## What you are asked to do
Find the lines in the listing below that have the word "negative" and give their count, nothing else.

## Listed entries
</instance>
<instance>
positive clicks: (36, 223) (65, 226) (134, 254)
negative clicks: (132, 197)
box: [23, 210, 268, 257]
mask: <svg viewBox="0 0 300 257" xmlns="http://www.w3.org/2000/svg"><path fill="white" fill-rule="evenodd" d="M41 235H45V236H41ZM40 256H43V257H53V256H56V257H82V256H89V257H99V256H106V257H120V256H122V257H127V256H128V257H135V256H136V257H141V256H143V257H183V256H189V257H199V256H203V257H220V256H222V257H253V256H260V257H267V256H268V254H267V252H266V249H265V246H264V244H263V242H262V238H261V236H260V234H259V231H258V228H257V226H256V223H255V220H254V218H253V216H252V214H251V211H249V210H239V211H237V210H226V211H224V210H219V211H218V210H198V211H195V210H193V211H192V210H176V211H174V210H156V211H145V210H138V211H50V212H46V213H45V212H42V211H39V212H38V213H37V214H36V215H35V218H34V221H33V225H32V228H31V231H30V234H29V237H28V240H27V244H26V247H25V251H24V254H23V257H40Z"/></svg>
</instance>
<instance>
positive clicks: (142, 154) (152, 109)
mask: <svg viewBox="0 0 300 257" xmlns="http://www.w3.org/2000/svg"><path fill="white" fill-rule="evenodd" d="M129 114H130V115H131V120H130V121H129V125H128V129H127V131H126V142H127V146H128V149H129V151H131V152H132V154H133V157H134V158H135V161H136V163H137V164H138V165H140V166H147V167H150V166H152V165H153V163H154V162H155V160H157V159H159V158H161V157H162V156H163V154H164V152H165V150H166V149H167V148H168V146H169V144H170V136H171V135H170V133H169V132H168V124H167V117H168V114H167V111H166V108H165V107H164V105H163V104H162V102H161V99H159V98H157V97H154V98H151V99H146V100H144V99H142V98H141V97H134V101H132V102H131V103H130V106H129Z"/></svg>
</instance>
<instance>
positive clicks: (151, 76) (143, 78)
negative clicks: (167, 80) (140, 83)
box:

## Expected answer
2